## YOUR GOAL
The response should consist of the records, reproduced exactly.
++++ GIVEN DATA
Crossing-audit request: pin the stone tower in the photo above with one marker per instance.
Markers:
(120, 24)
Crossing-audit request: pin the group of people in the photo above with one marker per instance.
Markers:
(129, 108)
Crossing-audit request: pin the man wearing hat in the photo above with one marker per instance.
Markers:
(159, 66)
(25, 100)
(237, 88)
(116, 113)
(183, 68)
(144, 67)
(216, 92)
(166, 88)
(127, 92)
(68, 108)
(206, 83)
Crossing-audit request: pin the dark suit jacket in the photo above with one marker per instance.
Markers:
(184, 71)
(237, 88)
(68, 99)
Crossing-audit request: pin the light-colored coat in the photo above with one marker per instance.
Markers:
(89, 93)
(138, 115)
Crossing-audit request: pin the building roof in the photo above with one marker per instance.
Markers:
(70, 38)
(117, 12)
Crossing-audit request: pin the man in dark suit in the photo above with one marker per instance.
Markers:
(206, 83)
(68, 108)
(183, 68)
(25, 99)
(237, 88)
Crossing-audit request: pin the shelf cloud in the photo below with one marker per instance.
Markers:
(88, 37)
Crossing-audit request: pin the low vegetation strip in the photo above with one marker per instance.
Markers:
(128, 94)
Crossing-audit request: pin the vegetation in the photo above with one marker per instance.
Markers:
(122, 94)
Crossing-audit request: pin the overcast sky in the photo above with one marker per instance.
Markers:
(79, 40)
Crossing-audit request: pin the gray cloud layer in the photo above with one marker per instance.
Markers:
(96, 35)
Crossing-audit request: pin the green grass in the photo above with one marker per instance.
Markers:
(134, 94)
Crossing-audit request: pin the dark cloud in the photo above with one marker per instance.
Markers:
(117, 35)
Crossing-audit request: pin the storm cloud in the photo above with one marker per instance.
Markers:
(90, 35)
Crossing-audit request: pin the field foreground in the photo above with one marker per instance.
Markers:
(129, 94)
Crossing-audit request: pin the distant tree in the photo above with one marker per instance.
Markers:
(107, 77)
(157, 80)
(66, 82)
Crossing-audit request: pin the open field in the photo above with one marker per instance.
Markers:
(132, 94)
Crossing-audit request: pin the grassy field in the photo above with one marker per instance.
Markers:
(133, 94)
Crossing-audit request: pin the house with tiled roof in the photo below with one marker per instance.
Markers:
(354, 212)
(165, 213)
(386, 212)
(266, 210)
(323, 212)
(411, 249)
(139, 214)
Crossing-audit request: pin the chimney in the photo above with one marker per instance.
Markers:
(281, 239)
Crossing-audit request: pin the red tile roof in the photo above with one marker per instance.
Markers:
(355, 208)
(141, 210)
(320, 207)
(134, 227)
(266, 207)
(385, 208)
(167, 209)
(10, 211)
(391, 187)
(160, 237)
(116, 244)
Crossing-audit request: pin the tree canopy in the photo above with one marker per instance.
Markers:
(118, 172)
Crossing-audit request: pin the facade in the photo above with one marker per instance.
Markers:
++++++++
## WRITTEN REPLY
Crossing-audit request: pin the stone tower in the photo above with one marker per instance.
Markers:
(120, 24)
Crossing-audit request: pin the group of people in the photo above with one marker per instance.
Markers:
(129, 108)
Crossing-audit request: pin the man wearing hat in the photo above with one marker per instance.
Markers:
(159, 66)
(25, 100)
(237, 88)
(116, 113)
(183, 68)
(144, 67)
(216, 92)
(166, 88)
(127, 92)
(68, 108)
(206, 83)
Crossing-audit request: pin the dark suit jacket in the photo above with one marker per instance.
Markers:
(184, 71)
(237, 88)
(68, 99)
Crossing-audit request: pin the light-colored coat in the photo above with one marker per instance.
Markers:
(89, 93)
(138, 115)
Crossing-audit request: pin the building roof in the photo above with one marker per instance.
Markers:
(70, 38)
(117, 12)
Crossing-audit request: pin the man in dark suit in the photo above with one marker per instance.
Markers:
(206, 83)
(68, 108)
(183, 68)
(25, 99)
(237, 88)
Crossing-audit request: pin the shelf cloud in the photo below with one marker per instance.
Markers:
(88, 37)
Crossing-audit request: pin the low vegetation strip in the photo above with one marker per instance.
Markers:
(128, 94)
Crossing-audit request: pin the vegetation in the photo above with one marker per instance.
Markers:
(122, 94)
Crossing-audit request: pin the overcast sky in the photo above with one marker per instance.
Markers:
(79, 40)
Crossing-audit request: pin the gray cloud layer in the photo above with one marker per instance.
Markers:
(96, 35)
Crossing-audit request: pin the green grass in the photo above with one marker per instance.
Markers:
(134, 94)
Crossing-audit request: pin the dark cloud in the photo above with one marker per instance.
Markers:
(117, 35)
Crossing-audit request: pin the storm cloud in the photo above with one marker per instance.
Markers:
(90, 35)
Crossing-audit request: pin the field foreground in the photo above with one marker per instance.
Markers:
(129, 94)
Crossing-audit request: pin the distant tree in the photo above with one marker per instance.
Markers:
(107, 77)
(157, 80)
(66, 82)
Crossing-audit request: pin the open field in the photo above with one marker per instance.
Markers:
(132, 94)
Crossing-audit request: pin the grassy field in the photo above with one marker per instance.
Markers:
(133, 94)
Crossing-audit request: pin the house with tiled roof in the photo below with one marker per instance.
Markers:
(354, 212)
(165, 213)
(386, 212)
(266, 210)
(323, 212)
(411, 249)
(139, 214)
Crossing-audit request: pin the chimney in the photo above with one marker per instance.
Markers:
(281, 239)
Crossing-audit request: pin the red tile roof in the photo above with one marker per instance.
Markers:
(355, 208)
(141, 210)
(320, 207)
(134, 227)
(266, 207)
(385, 208)
(167, 209)
(10, 211)
(391, 187)
(160, 237)
(116, 244)
Crossing-audit request: pin the tree canopy in the photo above with one marker per instance.
Markers:
(118, 172)
Crossing-audit request: pin the facade in the photo above with one marker per instance.
Markers:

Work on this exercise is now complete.